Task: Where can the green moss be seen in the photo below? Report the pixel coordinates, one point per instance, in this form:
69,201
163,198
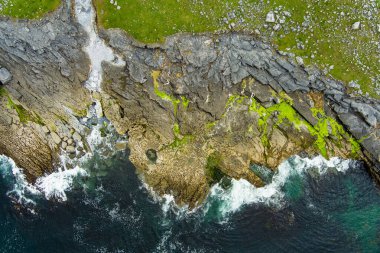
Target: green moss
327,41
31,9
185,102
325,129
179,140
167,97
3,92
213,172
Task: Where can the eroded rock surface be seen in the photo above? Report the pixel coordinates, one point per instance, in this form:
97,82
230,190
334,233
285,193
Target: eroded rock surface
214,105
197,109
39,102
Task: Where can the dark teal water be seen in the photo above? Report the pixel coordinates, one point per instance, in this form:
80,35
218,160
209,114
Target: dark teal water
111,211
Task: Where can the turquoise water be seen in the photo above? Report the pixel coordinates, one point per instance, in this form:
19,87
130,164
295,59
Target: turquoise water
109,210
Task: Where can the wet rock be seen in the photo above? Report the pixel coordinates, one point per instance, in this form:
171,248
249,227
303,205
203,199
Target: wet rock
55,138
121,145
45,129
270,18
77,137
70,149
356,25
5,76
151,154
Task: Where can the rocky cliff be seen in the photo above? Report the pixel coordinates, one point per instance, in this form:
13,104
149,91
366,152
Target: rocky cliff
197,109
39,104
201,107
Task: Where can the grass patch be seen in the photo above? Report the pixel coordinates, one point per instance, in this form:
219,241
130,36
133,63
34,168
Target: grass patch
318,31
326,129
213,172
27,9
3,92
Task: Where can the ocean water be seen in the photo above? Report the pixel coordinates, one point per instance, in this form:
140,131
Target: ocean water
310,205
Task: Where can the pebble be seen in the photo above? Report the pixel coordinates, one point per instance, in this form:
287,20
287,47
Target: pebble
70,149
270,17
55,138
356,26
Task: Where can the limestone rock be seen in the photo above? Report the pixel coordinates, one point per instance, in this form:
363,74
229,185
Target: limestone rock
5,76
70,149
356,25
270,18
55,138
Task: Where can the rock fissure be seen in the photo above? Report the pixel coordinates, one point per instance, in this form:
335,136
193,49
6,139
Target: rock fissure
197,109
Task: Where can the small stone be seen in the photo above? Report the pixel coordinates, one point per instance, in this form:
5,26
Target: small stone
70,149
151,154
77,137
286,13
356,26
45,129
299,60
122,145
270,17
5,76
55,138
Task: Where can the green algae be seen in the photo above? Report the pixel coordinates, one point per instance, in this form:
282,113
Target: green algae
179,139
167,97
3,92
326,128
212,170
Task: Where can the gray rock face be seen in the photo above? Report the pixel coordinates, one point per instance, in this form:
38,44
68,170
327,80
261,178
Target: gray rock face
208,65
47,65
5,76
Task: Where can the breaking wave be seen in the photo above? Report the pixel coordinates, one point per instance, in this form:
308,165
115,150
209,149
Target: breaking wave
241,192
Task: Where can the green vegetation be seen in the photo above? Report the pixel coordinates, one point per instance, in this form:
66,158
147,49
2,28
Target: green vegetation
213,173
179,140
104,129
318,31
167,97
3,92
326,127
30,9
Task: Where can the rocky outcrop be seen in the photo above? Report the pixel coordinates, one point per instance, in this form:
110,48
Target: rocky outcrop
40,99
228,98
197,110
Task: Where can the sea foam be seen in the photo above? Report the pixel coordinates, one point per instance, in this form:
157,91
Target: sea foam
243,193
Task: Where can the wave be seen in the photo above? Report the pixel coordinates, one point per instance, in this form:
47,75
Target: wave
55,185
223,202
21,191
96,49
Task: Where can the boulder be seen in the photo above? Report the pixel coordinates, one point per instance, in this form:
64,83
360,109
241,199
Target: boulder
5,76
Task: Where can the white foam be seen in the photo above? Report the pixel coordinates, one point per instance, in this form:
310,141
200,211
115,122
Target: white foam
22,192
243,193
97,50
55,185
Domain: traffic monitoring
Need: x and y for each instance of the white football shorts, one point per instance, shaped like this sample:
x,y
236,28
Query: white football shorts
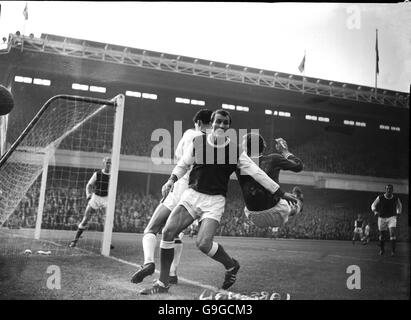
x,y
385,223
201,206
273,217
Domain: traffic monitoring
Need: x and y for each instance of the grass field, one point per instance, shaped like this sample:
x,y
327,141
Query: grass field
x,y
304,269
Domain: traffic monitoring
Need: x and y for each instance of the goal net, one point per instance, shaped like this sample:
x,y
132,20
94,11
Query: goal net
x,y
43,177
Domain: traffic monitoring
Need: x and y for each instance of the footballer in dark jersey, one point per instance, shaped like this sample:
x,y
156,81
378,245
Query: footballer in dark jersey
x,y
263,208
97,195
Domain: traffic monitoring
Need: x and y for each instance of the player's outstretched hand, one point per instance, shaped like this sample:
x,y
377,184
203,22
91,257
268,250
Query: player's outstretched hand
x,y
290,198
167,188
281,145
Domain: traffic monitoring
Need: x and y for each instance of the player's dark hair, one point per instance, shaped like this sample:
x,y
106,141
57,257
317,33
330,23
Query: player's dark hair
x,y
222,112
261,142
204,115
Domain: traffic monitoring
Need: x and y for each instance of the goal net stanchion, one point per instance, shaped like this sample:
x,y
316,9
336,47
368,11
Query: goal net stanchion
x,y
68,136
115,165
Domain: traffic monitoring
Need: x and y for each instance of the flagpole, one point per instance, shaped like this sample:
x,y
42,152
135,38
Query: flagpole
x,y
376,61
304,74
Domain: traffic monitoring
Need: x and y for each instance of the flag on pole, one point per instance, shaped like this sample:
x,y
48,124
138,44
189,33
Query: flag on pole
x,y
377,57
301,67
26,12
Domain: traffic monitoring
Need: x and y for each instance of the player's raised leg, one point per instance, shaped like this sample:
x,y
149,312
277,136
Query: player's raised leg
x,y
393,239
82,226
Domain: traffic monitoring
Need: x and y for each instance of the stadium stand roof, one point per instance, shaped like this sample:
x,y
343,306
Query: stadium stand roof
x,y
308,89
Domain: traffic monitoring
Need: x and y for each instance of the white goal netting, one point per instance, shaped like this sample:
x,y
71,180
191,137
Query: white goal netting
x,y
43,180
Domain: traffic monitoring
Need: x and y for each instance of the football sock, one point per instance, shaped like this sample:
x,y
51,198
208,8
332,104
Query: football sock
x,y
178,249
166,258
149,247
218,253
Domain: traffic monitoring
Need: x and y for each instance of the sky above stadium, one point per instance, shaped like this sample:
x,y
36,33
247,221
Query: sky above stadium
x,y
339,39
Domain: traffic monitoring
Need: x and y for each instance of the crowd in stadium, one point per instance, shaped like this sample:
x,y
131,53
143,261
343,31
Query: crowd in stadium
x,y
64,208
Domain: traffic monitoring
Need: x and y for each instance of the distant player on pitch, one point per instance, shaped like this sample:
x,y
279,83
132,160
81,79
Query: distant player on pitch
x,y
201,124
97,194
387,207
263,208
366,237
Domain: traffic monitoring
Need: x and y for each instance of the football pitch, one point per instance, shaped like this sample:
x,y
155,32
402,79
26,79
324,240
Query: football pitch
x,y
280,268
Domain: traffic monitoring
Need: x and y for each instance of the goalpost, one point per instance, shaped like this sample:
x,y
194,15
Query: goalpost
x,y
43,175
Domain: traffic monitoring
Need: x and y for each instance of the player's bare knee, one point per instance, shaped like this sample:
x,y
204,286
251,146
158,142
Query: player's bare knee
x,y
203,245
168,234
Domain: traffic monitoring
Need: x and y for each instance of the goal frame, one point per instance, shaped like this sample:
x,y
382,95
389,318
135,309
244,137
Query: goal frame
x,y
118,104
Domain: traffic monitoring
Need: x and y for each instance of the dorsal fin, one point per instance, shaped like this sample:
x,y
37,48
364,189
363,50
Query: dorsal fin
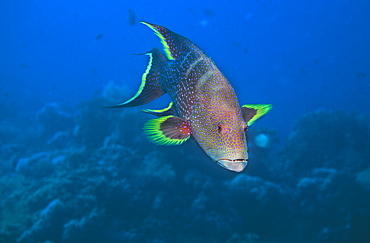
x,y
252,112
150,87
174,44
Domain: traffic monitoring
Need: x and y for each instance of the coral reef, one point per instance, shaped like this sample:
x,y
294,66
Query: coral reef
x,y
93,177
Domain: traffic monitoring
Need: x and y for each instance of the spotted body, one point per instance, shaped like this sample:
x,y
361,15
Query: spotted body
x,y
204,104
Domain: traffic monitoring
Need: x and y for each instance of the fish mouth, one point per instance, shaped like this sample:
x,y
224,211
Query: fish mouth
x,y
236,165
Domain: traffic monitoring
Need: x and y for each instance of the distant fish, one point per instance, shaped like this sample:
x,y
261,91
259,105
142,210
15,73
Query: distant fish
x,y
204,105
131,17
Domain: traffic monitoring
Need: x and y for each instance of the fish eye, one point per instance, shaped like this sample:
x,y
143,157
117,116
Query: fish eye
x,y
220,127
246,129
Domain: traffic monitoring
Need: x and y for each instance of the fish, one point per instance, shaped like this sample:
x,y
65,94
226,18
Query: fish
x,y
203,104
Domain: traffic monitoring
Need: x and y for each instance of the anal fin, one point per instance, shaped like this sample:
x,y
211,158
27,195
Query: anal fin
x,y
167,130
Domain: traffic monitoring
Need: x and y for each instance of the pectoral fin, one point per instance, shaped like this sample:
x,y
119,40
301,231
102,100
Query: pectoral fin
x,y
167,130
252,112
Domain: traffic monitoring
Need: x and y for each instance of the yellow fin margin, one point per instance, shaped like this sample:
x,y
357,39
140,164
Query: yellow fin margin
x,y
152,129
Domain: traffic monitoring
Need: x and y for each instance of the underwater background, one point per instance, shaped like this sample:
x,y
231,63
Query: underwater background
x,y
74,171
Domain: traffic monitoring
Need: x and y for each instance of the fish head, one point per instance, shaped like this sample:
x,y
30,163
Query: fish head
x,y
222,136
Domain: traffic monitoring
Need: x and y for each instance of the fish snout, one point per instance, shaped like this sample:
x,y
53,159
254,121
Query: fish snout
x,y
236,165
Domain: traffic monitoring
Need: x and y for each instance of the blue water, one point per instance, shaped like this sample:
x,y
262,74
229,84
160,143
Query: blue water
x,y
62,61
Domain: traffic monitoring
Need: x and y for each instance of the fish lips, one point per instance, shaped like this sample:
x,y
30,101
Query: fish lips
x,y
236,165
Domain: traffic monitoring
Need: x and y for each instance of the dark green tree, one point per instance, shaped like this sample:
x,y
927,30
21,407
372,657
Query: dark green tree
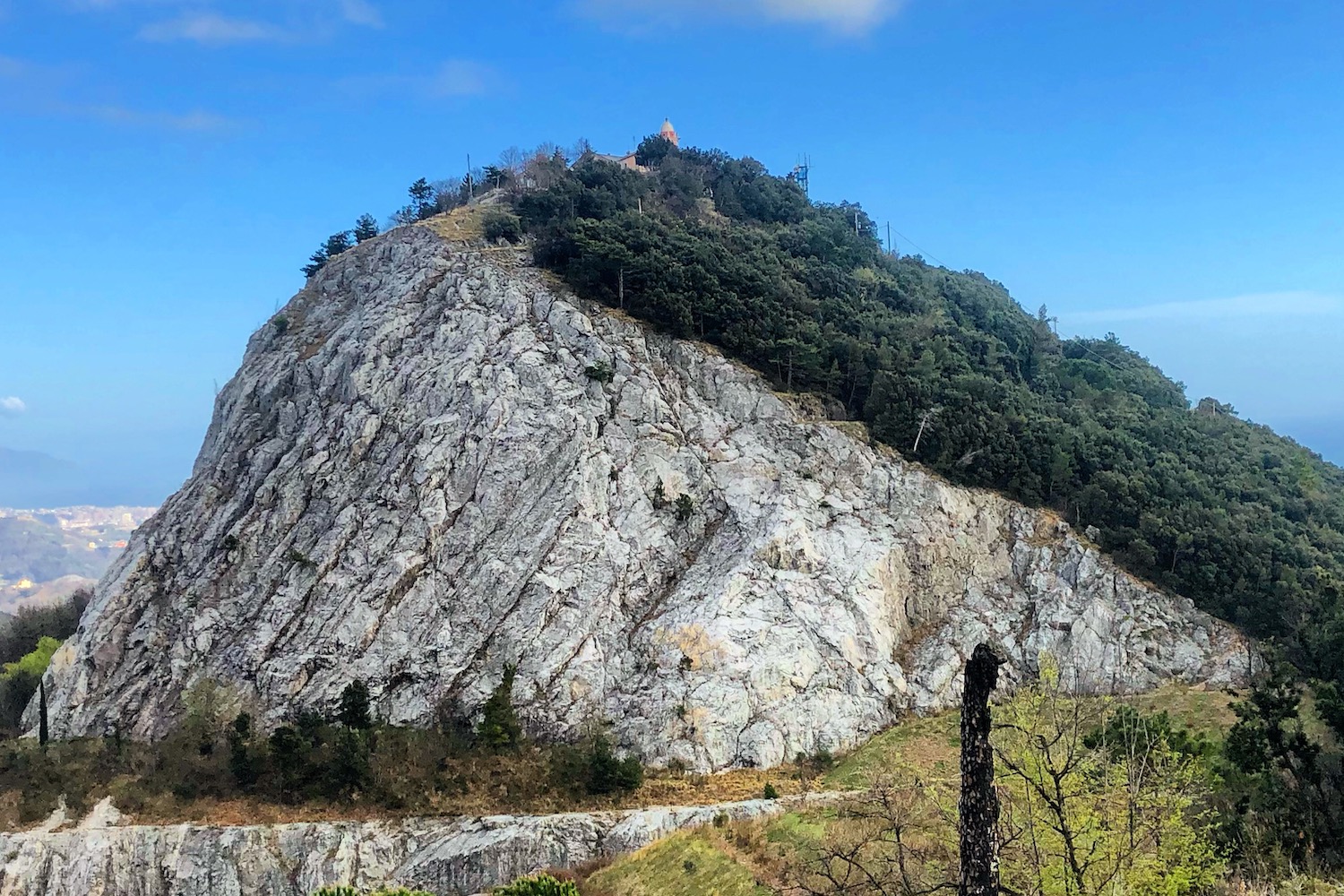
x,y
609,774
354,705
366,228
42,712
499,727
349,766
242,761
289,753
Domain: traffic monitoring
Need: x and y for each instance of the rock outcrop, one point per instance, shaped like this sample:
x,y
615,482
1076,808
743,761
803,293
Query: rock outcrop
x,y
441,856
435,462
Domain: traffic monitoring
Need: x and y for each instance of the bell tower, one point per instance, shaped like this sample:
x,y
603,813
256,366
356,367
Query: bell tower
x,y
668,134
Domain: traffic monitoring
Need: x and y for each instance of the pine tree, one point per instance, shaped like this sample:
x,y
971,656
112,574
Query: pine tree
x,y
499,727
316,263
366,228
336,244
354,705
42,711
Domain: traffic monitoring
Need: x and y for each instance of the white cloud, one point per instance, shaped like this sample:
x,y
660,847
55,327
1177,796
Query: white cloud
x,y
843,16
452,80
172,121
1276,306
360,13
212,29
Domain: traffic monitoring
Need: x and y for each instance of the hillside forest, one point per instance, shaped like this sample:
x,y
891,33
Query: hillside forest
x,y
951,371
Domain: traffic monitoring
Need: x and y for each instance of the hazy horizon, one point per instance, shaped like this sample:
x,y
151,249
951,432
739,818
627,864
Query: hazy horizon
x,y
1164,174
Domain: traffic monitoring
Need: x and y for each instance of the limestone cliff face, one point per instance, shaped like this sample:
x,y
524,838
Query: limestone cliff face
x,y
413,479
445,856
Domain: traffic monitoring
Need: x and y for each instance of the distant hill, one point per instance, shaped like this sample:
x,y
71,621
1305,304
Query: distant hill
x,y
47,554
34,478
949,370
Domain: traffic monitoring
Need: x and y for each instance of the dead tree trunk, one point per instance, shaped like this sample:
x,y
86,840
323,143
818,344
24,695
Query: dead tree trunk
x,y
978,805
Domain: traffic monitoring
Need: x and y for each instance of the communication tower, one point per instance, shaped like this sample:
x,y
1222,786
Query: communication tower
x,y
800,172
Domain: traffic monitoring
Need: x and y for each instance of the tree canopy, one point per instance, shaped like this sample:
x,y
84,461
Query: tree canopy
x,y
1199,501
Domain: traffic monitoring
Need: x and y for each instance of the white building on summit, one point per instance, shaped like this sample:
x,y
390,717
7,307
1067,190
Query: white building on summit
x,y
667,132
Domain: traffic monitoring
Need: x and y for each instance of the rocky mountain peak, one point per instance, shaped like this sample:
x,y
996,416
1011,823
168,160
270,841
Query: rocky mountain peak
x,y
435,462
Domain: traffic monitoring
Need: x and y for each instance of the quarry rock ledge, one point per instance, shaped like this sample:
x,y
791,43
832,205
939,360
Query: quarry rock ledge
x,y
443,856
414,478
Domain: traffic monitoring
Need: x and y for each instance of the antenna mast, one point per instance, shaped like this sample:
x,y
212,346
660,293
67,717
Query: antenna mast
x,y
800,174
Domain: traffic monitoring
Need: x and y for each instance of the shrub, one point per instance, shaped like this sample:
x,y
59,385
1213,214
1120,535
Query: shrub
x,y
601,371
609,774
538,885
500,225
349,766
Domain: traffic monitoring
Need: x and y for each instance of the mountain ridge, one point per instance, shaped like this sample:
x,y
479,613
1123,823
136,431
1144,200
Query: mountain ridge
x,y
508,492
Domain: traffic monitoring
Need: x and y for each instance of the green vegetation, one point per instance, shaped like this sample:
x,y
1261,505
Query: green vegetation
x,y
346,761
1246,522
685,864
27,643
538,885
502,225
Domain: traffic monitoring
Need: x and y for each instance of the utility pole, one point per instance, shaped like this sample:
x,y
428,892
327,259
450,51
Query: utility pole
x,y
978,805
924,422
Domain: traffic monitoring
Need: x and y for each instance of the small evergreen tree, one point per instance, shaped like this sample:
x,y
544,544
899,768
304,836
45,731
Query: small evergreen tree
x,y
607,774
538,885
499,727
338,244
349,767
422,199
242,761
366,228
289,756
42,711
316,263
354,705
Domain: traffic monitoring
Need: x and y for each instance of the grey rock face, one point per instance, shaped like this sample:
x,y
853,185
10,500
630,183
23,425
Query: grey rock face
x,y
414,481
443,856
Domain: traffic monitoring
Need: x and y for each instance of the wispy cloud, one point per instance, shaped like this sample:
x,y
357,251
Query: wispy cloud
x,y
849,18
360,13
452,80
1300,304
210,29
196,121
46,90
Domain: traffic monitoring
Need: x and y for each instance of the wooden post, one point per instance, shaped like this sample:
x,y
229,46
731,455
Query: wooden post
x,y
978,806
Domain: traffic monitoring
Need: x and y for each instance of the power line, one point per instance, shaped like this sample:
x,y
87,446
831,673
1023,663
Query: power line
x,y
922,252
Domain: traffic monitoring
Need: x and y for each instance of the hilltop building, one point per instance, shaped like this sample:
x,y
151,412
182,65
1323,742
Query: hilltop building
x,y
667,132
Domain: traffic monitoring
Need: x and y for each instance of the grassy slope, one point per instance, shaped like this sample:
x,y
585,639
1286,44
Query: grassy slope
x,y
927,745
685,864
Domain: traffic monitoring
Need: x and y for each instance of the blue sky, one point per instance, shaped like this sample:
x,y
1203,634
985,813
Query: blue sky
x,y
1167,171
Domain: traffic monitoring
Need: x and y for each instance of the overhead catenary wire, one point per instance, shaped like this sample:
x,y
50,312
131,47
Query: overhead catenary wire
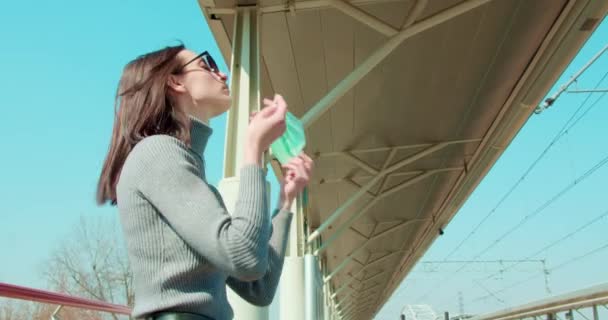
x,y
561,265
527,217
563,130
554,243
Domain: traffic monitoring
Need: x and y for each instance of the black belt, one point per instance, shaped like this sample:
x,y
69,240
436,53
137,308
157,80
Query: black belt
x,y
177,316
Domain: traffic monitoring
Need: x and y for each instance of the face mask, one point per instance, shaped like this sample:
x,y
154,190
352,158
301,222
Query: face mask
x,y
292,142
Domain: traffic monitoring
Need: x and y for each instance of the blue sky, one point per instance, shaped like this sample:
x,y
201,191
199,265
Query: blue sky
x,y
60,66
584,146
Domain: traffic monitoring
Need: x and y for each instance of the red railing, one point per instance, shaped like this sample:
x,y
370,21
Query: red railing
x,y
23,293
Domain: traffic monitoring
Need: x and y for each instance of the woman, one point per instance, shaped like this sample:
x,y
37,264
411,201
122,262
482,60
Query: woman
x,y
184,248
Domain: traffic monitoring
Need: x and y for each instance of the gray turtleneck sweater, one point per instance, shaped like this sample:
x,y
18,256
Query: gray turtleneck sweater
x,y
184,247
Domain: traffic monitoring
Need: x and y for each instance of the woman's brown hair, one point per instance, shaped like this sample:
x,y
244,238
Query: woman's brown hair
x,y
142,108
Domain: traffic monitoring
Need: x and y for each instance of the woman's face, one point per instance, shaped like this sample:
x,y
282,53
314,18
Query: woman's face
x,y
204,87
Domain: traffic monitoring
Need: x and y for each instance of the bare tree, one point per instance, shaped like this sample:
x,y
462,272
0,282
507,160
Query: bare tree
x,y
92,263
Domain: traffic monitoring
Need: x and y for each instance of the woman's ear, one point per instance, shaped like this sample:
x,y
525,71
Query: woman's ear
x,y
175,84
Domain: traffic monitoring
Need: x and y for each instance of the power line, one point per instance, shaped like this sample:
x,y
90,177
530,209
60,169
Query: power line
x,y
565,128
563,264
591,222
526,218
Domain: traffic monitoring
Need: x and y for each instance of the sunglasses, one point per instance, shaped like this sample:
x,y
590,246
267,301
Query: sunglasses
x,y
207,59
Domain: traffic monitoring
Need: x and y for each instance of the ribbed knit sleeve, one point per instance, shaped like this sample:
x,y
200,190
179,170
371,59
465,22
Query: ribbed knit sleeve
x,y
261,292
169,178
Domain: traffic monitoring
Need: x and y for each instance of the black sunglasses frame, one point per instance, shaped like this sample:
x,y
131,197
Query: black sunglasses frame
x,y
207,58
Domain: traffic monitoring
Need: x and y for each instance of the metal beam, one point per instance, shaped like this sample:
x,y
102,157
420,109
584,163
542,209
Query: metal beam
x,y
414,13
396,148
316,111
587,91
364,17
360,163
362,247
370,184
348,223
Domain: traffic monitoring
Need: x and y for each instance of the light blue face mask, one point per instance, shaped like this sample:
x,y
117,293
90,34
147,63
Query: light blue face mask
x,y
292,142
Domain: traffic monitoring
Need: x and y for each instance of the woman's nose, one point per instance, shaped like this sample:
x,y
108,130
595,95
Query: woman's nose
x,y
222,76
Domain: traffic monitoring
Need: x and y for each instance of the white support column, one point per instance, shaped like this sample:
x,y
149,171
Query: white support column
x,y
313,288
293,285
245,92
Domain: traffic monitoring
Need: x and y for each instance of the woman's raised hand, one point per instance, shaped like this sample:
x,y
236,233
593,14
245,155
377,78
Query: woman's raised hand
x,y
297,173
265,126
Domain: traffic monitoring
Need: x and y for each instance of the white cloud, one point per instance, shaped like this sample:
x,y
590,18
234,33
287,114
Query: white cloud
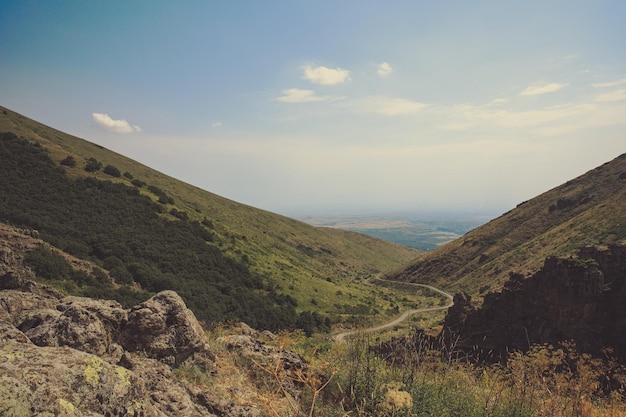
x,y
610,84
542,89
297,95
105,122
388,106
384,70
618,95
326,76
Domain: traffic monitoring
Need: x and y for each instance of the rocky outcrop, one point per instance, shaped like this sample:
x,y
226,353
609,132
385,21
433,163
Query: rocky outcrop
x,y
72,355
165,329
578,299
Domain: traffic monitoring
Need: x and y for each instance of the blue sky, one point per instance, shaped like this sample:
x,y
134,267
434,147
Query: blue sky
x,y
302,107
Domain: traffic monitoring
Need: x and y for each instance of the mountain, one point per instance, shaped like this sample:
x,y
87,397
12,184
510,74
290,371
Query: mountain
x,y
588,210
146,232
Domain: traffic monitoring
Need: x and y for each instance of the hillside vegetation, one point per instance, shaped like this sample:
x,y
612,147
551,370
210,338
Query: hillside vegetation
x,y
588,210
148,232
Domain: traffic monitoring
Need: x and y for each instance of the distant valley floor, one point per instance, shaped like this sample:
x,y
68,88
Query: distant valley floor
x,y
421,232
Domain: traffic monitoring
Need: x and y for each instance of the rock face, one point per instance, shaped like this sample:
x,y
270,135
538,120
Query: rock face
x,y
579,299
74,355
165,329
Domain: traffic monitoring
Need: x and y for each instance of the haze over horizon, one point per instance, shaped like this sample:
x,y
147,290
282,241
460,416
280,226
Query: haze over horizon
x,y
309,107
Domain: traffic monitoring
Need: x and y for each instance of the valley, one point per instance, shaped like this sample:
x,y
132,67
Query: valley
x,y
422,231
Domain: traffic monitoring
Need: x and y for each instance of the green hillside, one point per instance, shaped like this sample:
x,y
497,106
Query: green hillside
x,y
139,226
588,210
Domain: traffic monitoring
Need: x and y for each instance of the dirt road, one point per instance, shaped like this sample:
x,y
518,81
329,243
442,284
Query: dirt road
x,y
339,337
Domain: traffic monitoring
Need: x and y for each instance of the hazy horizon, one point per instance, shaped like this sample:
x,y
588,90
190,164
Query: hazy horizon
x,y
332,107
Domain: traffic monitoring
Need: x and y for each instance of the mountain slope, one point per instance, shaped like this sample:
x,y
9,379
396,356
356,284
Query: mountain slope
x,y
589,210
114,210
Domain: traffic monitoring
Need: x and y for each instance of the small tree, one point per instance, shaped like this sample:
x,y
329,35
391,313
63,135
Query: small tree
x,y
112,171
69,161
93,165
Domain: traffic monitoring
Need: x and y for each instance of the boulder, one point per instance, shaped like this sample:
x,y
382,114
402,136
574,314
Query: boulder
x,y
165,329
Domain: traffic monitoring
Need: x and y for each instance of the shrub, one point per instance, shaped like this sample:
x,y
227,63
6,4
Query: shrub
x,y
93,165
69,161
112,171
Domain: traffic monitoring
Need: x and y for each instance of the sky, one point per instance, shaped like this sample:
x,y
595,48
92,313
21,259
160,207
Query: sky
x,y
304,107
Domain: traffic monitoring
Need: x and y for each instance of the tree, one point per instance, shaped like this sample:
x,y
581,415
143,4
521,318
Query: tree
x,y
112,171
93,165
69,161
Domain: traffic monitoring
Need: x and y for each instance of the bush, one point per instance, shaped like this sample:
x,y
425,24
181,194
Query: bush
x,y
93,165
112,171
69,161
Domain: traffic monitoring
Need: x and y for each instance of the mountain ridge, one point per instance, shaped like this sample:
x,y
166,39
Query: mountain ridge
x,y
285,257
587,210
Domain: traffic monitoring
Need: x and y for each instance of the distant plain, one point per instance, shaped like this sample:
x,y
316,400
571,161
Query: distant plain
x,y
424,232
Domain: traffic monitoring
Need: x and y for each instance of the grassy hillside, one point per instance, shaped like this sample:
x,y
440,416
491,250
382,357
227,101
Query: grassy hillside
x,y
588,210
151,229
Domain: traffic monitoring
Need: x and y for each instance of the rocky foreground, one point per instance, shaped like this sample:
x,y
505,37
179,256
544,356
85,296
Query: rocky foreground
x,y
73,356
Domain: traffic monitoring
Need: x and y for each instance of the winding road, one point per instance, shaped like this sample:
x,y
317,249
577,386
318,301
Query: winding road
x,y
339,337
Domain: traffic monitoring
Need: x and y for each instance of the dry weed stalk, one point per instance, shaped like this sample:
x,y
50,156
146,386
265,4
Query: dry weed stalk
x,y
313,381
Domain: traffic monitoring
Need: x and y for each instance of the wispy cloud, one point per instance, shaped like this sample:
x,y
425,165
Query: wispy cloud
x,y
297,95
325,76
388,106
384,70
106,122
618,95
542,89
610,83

_Work instruction_
Copy nothing but the lines from the top of the material through the line holding "Task: Where can the wet", exactly as written; omit pictures.

_Response to the task_
Task: Where can the green moss be seen in the photo below? Report the pixel coordinates, one point per instance, in this form:
69,201
163,198
Target: green moss
327,41
31,9
185,102
325,129
179,140
167,97
3,92
213,172
Task: Where can the eroded rock surface be seen in the photo above? Report the pixel coordinates, one point per instance, in this form:
97,82
230,190
334,233
285,193
Target: eroded rock surface
214,105
197,109
39,102
Task: Where can the dark teal water be seen in the photo above? Report the pixel coordinates, one point per instance, in this form:
80,35
218,160
209,114
Target: dark teal water
111,211
Task: Where can the turquoise water be seen in the photo above? Report the pixel coordinates, one point per instance, in this form:
19,87
130,164
295,59
Target: turquoise water
109,210
Task: Where can the wet rock be seen in the photo above? Report the pixel coordinates, one point per instance, in this form:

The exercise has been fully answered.